Stated exercise
Reproduce every one of the items below word for word, without altering anything.

★ ★ ★ ★ ★

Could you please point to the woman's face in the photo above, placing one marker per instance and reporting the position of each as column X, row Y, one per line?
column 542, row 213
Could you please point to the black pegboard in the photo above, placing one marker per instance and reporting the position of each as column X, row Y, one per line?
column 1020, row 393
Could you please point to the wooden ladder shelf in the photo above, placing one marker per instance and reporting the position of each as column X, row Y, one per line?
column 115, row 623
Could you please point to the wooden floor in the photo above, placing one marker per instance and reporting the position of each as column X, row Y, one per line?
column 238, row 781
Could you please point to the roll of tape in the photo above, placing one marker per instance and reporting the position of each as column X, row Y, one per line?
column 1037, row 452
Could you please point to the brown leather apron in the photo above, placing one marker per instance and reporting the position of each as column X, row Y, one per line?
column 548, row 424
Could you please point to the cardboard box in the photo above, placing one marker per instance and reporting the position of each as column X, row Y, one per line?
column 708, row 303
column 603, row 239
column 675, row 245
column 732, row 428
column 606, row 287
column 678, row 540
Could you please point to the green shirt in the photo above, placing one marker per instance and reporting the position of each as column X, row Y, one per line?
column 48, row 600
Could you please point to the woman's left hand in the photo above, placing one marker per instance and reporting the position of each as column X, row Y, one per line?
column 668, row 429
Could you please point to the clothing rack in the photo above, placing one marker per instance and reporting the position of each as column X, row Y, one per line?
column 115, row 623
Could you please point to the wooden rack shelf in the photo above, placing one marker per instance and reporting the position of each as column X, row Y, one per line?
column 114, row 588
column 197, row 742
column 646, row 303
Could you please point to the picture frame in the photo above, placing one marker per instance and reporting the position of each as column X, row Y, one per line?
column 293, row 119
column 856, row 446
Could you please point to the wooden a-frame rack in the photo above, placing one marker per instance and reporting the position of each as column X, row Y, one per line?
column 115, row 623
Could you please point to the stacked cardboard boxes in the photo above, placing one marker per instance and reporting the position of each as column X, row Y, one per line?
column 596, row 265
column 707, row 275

★ ★ ★ ★ ★

Result of this exercise
Could you please point to the woman's face in the photo above, placing one marker per instance and reporting the position of each as column X, row Y, one per line?
column 542, row 213
Could you please point to the black pegboard in the photo above, placing one marker per instance and reporting the position of each as column X, row Y, one per line?
column 1020, row 393
Could you please point to the wooden ladder shelf in the photo above, placing one marker per instance and reporting the position of each as column X, row Y, one per line?
column 115, row 623
Could you please point to the wooden floor in the photo above, placing one marker per instance and reporting the position of each as column X, row Y, one per line?
column 238, row 781
Could you please point to the roll of tape in the photo above, placing one marker per instance and reporting the position of each as column X, row Y, one per line?
column 1037, row 452
Could you please point to the brown leather apron in the photo above, placing one marker per instance and reporting the position of each as column X, row Y, one per line?
column 548, row 424
Could you please point to the cardboard box in the photo above, placing one marker per instance and reporting the position of each as column X, row Y, one per line?
column 708, row 303
column 603, row 239
column 675, row 245
column 732, row 428
column 606, row 287
column 678, row 540
Could you please point to the green shirt in the photo above, placing one marker per instance and reporting the position of each as column X, row Y, one per line?
column 48, row 600
Could you please point to the woman's left hand in the photo above, placing one marker per instance and reporting the position of each as column X, row Y, one per line?
column 668, row 429
Could you please point to the clothing rack in the photo above, placing one marker per instance and reporting the position of each as column X, row Y, one per line?
column 115, row 623
Could you please point to the wooden rack shelf in the photo above, placing one marker per instance and reporting the position of each as column X, row Y, one per line?
column 114, row 588
column 197, row 742
column 646, row 303
Could you please point to the picture frame in the photo above, placing one marker per instance and reporting the position of each as column X, row Y, one per line?
column 293, row 119
column 856, row 446
Could you please point to the wooden a-frame rack in the photo above, placing one marker per instance and reporting the position of each as column X, row Y, one per line?
column 115, row 623
Could you please point to the stacked cardboard boxes in the photo above, placing one marker per instance and reporting the position of each as column X, row Y, one per line?
column 596, row 265
column 707, row 275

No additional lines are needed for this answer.